*** Page text

Nothing displays the strengths of Community like a bottle episode. It’s a sentiment I’ve shared before, and I know I’m not alone in holding it, but it is appropriate because “Advanced Advanced Dungeons and Dragons” just further corroborates that statement, by heading back to the territory that makes this show and its cast shine the brightest: Abed’s dice, graph paper and Dungeon Master’s Guide.
For a show that constantly has its diverse cast solving problems of the imagination through communication and empathy, a game of Dungeons and Dragons is the most direct real life analogy that can be used to summarize it. Now that an equilibrium has been established with Community’s new cast, putting them all in the same room to collectively imagine a fantasy adventure is the perfect test to see if Dan Harmon’s creation still packs a metaphorical vorpal blade.
As always, we start off at the Table Mk II, and Dean is asking about insurance for Greendale. Chang knows how to get some on the streets, and Hickey – reading an email on his laptop – spouts his character catch phrase, “What the hell?”

******

What to do:
1 > Summarize the Community review in two sentences.
2 > Retype the part of the Community review between "For a show that" and "metaphorical vorpal blade.", inclusive.
3 > Name every character from the show who is mentioned in the Community review.
The records here have no part in this work.

*** Extracted data

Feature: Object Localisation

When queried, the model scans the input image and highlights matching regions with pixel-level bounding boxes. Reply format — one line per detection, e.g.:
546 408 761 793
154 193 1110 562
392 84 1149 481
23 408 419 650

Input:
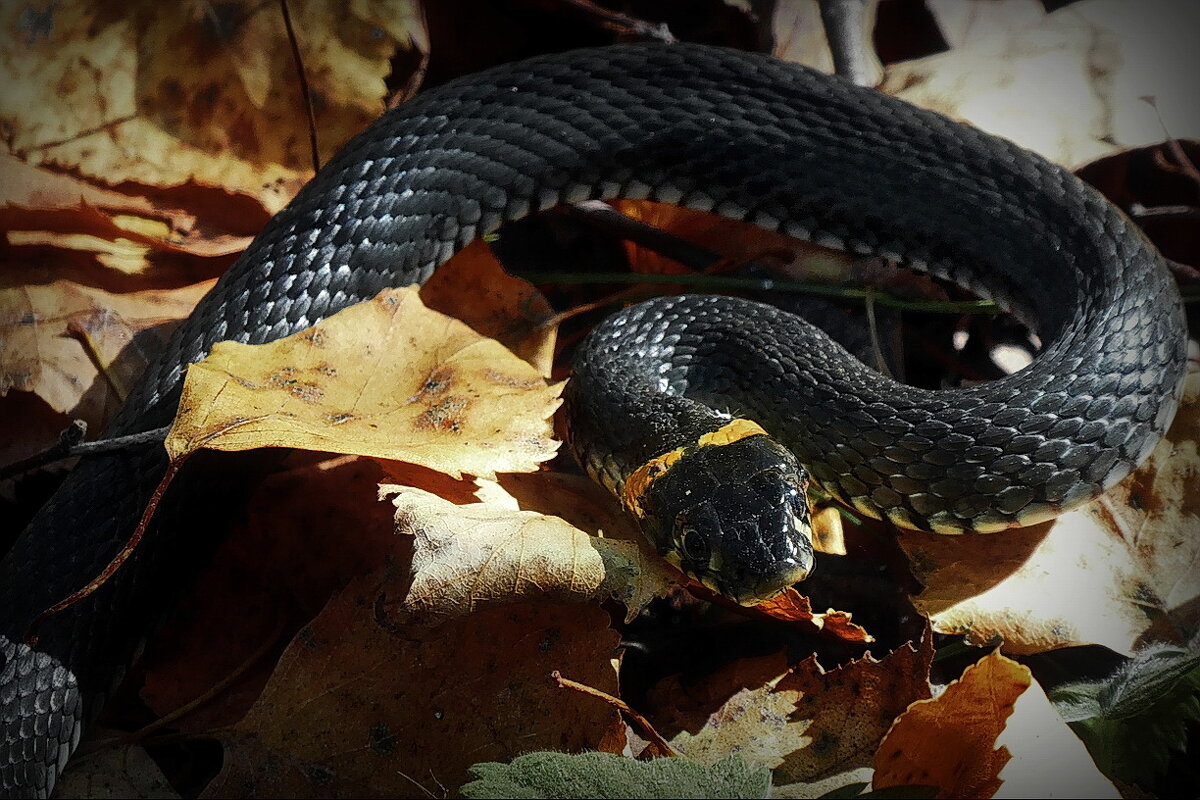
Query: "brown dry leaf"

******

Replies:
1 > The review argues that bottle episodes show Community's strengths best, and that "Advanced Advanced Dungeons and Dragons" confirms this by returning to Abed's game of Dungeons and Dragons. It calls the game the most direct real-life analogy for a show whose cast solves problems of the imagination through communication and empathy, and it presents the episode as the perfect test for the new cast.

2 >
For a show that constantly has its diverse cast solving problems of the imagination through communication and empathy, a game of Dungeons and Dragons is the most direct real life analogy that can be used to summarize it. Now that an equilibrium has been established with Community’s new cast, putting them all in the same room to collectively imagine a fantasy adventure is the perfect test to see if Dan Harmon’s creation still packs a metaphorical vorpal blade.

3 > Abed, Dean, Chang, Hickey